The Web Uncovered

Digital Marketing Tools, Strategy & Insight

Twitter Apathy

Posted by Frankie On April - 27 - 2009

marketingprofs-twitter-ego-bruised-voice-lost-twitter-wilderness-april-2009Thanks to a recent blog post by Andy Beal, We can find the MarketingProfs survey of Twitter users.  What did they find?

Twitter users were asked to rate the reasons why they participate, on a scale from 1 to 5 (with 1=strongly disagree and 5=strongly agree):

  • “I find it exciting to learn new things from people”: Average score 4.65
  • “I value getting information in a timely manner”: Average score 4.58
  • “I like to be connected to lots of people”: Average score 3.91
  • “I want to generate new business”: Average score 3.70
  • “I find it gratifying to have people follow me”: Average score 3.64

 

The Takeaway:  Twitter users care more about being heard than listening.  if you are using Twitter as a marketing tool, then you must generate frequent, targetted content that will truly gain the interest of followers after you have enticed them to  follow you.

Adapting in a Mobile World

Posted by Frankie On April - 15 - 2009

Thomas Freidman’s flattened world may be appear a bit fictious in certain regards, but one technology that has overshadowed the others mentioned in his book, The World is Flat, is that of mobile technologies.  Since the book has been written, the proliferation of Iphones and Blackberries are rudimentarily changing the fashion by which business is conducted.  As an example of how this effects marketing, I’d like to talk about John Mayer.
================================
## STATED PROBLEM A
Using the blog page, answer:
(i) What average score did the statement "I want to generate new business" receive?
(ii) On what date was "Adapting in a Mobile World" posted?
(iii) Whose blog post led to the MarketingProfs survey of Twitter users?

## AVAILABLE RECORDS
================================
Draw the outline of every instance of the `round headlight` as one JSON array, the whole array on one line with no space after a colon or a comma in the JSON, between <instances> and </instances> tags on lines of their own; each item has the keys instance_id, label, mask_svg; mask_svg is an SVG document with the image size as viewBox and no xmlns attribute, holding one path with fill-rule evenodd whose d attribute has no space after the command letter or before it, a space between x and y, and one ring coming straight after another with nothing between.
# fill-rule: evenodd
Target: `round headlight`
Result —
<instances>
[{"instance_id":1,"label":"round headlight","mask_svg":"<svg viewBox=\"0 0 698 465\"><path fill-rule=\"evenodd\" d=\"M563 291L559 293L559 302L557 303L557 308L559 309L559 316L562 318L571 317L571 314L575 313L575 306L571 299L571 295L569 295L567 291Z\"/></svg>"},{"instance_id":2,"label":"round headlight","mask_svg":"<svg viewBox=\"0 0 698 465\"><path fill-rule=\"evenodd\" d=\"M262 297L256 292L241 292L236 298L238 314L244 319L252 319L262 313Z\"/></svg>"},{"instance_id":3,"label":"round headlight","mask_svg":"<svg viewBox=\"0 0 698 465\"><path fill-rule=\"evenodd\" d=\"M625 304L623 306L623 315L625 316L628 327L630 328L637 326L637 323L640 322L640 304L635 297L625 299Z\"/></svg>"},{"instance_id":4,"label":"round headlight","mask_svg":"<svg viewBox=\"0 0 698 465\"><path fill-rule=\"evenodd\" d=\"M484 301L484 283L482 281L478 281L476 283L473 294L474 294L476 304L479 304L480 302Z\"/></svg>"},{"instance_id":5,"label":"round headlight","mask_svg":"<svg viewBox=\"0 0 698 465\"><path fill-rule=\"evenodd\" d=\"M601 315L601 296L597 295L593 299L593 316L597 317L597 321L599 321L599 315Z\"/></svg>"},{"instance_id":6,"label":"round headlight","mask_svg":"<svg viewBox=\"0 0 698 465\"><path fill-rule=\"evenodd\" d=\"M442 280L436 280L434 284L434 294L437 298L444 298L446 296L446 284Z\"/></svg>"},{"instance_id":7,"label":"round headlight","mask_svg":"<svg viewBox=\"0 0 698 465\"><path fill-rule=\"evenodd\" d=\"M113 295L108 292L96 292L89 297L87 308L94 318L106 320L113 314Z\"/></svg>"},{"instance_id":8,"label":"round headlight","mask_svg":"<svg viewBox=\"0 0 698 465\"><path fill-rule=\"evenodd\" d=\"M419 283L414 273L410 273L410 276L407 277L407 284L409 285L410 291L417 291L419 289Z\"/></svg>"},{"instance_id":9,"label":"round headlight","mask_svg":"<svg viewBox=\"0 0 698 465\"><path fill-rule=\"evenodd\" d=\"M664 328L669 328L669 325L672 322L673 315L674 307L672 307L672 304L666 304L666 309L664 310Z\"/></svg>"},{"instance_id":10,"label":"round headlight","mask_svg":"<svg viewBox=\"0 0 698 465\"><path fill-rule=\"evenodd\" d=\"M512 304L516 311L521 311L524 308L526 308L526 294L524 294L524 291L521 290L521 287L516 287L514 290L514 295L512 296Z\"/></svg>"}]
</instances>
================================
## STATED PROBLEM B
Find every line of the records that contains the string "instances", and copy each of those lines. Case counts.

## RIGHT ANSWER A
(i) 3.70
(ii) April 15, 2009
(iii) Andy Beal's

## RIGHT ANSWER B
Draw the outline of every instance of the `round headlight` as one JSON array, the whole array on one line with no space after a colon or a comma in the JSON, between <instances> and </instances> tags on lines of their own; each item has the keys instance_id, label, mask_svg; mask_svg is an SVG document with the image size as viewBox and no xmlns attribute, holding one path with fill-rule evenodd whose d attribute has no space after the command letter or before it, a space between x and y, and one ring coming straight after another with nothing between.
<instances>
</instances>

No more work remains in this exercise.